___ Teks Kutipan
Bagus menjelaskan, 210 distributor pupuk bersubsidi ini, baik berbadan hukum, badan usaha, maupun koperasi ini memiliki tenaga kerja cukup besar. Jika satu distributor memiliki 20 orang pegawai, maka di Jawa Tengah setidaknya ada angkatan kerja sekitar 4.200 orang. Ini belum termasuk Kios Pupuk Lengkap (KPL) yang jumlahnya mencapai 4.890 KPL.
“Kalau yang ngurus di KPL itu 3 orang saja misalnya, itu memerlukan sekitar 14.670 orang tenaga kerja,” bilangnya.
Dia menegaskan, Perpres tersebut mengancam kebelangsungan ribuan distributor pupuk di tanah air. Sebab jika distributor ini hilang, maka akan memicu pengangguran yang sangat luar biasa dan juga bertambahnya angka kemiskinan. Sehingga akibatnya akan banyak kepala keluarga yang tidak lagi memampu membayar hutang, anak-anak mereka putus sekolah dan terpaksa jual aset untuk menutup kebutuhan hidup.
______
___ Entri Dataset
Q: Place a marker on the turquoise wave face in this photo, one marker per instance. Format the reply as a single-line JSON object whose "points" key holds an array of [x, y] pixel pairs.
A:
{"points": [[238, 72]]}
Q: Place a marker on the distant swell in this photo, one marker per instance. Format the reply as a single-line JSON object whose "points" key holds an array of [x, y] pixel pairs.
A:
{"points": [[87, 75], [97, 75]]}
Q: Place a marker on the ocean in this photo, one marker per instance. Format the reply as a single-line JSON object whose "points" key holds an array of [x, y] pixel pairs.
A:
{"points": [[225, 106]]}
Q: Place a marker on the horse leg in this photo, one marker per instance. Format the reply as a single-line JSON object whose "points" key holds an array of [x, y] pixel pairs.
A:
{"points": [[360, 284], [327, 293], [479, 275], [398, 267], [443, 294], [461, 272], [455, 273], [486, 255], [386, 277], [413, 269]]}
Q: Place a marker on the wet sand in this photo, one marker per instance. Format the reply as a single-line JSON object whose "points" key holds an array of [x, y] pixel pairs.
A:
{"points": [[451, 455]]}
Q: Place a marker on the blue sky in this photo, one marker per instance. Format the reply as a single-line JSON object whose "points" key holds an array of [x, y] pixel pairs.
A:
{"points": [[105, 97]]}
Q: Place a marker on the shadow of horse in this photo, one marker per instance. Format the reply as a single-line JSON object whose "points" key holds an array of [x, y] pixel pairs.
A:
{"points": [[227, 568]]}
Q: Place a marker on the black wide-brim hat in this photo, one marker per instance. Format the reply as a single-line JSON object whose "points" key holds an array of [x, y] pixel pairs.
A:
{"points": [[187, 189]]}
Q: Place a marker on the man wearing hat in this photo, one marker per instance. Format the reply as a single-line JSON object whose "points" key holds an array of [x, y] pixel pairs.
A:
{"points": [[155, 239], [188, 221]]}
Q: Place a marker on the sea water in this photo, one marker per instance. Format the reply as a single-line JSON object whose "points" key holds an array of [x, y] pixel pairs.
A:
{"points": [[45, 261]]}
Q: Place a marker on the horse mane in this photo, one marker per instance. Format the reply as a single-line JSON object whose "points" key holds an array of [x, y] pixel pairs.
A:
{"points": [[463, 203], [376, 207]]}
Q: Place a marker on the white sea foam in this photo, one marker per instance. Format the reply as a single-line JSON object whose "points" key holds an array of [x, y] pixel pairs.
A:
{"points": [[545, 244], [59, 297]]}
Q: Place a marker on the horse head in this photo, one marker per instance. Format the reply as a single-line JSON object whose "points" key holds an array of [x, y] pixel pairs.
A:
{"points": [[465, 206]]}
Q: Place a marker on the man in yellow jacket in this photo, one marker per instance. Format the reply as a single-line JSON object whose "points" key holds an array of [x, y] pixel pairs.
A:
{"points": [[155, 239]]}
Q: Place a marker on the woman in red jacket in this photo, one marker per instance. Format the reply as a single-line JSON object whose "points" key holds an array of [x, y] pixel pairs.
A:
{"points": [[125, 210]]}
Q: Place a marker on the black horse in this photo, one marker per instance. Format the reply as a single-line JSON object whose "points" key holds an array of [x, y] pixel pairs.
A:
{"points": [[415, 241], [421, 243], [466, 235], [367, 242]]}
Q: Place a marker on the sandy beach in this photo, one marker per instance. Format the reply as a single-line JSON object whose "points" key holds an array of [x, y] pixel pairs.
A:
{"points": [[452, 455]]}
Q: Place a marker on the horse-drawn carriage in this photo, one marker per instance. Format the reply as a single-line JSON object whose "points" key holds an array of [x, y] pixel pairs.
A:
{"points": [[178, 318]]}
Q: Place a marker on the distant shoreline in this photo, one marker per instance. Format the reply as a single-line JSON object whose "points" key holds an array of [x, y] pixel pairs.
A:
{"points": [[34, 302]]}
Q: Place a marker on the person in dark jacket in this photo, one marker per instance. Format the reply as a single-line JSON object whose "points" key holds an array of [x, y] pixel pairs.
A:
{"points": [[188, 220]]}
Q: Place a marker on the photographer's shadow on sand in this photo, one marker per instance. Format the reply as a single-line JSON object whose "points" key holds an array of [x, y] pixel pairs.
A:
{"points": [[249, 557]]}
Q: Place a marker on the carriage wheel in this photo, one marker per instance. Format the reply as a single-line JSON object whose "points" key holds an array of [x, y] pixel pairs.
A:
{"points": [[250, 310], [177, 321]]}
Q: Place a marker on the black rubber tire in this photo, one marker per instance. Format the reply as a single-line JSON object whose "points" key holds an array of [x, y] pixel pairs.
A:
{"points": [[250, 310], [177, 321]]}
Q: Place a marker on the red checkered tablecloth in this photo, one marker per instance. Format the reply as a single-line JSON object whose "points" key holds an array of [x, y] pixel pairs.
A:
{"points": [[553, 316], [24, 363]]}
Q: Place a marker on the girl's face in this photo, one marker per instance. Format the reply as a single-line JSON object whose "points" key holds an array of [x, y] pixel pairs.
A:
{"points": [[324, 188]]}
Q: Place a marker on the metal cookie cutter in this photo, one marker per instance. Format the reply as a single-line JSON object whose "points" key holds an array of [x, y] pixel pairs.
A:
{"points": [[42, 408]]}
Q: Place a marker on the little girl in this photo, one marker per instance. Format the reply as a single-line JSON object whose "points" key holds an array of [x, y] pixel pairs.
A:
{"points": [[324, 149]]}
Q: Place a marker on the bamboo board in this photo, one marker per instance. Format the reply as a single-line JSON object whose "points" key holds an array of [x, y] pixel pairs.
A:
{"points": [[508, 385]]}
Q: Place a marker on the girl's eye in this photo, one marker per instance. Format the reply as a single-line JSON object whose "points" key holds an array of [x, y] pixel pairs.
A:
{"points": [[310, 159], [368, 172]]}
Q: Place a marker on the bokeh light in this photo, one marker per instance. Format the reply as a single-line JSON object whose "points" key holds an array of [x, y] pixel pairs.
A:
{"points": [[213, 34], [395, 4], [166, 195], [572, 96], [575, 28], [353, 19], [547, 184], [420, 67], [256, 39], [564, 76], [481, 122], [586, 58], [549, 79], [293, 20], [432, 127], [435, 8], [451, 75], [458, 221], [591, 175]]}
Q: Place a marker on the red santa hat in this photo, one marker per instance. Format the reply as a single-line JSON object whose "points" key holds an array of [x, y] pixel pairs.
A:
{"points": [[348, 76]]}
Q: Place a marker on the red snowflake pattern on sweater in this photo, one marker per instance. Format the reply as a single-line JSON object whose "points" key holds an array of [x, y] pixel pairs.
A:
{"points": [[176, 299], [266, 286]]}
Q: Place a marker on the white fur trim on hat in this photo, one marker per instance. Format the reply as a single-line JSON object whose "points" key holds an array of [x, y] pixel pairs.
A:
______
▶ [Yang Diharapkan] Tentukan apakah setiap pernyataan berikut sesuai dengan teks kutipan. Jawab ya atau tidak, lalu kutip persis kata-kata penentunya dari teks kutipan. (a) Jumlah Kios Pupuk Lengkap yang disebut mencapai 4.890. (b) Distributor pupuk bersubsidi yang disebut berjumlah 420. (c) Perhitungan tenaga kerja di KPL memakai contoh 3 orang per kios.

▶ [Keluaran yang Diharapkan]
(a) Ya: "Kios Pupuk Lengkap (KPL) yang jumlahnya mencapai 4.890 KPL."
(b) Tidak: "210 distributor pupuk bersubsidi"
(c) Ya: "Kalau yang ngurus di KPL itu 3 orang saja misalnya"